** Opening EXERCISE DATA block **

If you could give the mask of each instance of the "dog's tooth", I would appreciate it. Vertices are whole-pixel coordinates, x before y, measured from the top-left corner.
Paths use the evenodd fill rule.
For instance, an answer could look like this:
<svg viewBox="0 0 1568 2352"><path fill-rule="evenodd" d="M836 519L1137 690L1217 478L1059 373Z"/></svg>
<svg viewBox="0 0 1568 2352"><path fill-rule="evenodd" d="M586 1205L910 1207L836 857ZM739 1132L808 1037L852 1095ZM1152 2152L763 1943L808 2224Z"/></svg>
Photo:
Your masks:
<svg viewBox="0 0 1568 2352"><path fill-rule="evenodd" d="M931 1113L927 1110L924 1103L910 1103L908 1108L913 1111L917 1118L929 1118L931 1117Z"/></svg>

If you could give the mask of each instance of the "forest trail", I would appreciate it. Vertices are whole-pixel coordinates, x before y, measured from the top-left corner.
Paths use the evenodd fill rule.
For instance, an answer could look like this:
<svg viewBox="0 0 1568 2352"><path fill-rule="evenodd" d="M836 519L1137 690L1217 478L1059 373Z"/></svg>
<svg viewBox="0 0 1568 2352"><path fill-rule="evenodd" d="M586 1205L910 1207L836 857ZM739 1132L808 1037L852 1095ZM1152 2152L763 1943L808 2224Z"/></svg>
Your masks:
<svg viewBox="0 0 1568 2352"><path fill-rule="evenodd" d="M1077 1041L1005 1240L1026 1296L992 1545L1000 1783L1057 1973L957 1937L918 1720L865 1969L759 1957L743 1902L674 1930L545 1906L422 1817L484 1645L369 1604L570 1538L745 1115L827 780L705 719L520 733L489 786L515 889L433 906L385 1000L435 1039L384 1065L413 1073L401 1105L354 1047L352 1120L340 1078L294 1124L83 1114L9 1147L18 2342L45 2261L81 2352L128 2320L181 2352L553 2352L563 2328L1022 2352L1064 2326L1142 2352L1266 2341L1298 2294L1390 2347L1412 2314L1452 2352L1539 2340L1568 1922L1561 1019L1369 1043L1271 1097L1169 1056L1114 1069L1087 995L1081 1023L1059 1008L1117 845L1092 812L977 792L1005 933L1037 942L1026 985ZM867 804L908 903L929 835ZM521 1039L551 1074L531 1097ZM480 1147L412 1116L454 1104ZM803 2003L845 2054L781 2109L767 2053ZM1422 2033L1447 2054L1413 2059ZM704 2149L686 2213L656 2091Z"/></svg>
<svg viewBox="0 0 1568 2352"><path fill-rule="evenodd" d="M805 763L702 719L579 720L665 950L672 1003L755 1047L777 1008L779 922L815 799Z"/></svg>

** Closing EXERCISE DATA block **

» ASSIGNMENT: Each record above must be restated in full, word for word.

» PROBLEM SOLUTION:
If you could give the mask of each instance of the "dog's tooth", I would appreciate it. Vertices are whole-pixel coordinates, x before y, measured from the top-left corner.
Paths use the evenodd fill rule.
For instance, an answer could look like this:
<svg viewBox="0 0 1568 2352"><path fill-rule="evenodd" d="M836 519L1137 690L1217 478L1059 373Z"/></svg>
<svg viewBox="0 0 1568 2352"><path fill-rule="evenodd" d="M586 1205L910 1207L836 857ZM739 1132L808 1037L852 1095ZM1152 2152L763 1943L808 2224Z"/></svg>
Photo:
Your masks:
<svg viewBox="0 0 1568 2352"><path fill-rule="evenodd" d="M931 1113L927 1110L924 1103L910 1103L908 1108L913 1111L917 1118L929 1118L931 1117Z"/></svg>

If you could give the mask of each instance of the "forest trail", I would appreciate it. Vertices are whole-pixel coordinates, x before y, measured from the top-left corner.
Paths use the evenodd fill rule.
For instance, an answer could look like this:
<svg viewBox="0 0 1568 2352"><path fill-rule="evenodd" d="M836 519L1137 690L1217 478L1059 373Z"/></svg>
<svg viewBox="0 0 1568 2352"><path fill-rule="evenodd" d="M586 1205L910 1207L836 857ZM739 1132L808 1037L852 1095ZM1152 2152L763 1943L808 2224Z"/></svg>
Your masks:
<svg viewBox="0 0 1568 2352"><path fill-rule="evenodd" d="M1077 1041L1005 1240L1026 1296L992 1545L1000 1783L1057 1973L957 1937L918 1720L865 1969L759 1957L743 1902L674 1930L545 1906L422 1817L484 1645L369 1604L570 1538L745 1115L827 780L705 719L520 733L489 786L515 889L433 906L385 1000L435 1039L384 1065L413 1073L401 1105L354 1047L352 1120L340 1078L294 1124L83 1114L9 1147L18 2342L45 2261L81 2352L128 2320L181 2352L553 2352L563 2328L1022 2352L1064 2326L1142 2352L1266 2341L1298 2294L1390 2347L1412 2314L1452 2352L1539 2340L1568 1922L1561 1019L1369 1043L1271 1097L1169 1056L1114 1069L1087 995L1081 1023L1059 1008L1117 845L1092 812L977 792L1005 933L1037 942L1026 985ZM867 804L908 903L929 835ZM521 1039L551 1074L531 1097ZM480 1147L412 1116L454 1104ZM803 2003L845 2054L781 2109L767 2053ZM1422 2033L1447 2054L1413 2059ZM704 2149L686 2213L656 2091Z"/></svg>
<svg viewBox="0 0 1568 2352"><path fill-rule="evenodd" d="M805 763L702 719L579 720L665 950L672 1003L755 1047L777 1008L779 922L815 799Z"/></svg>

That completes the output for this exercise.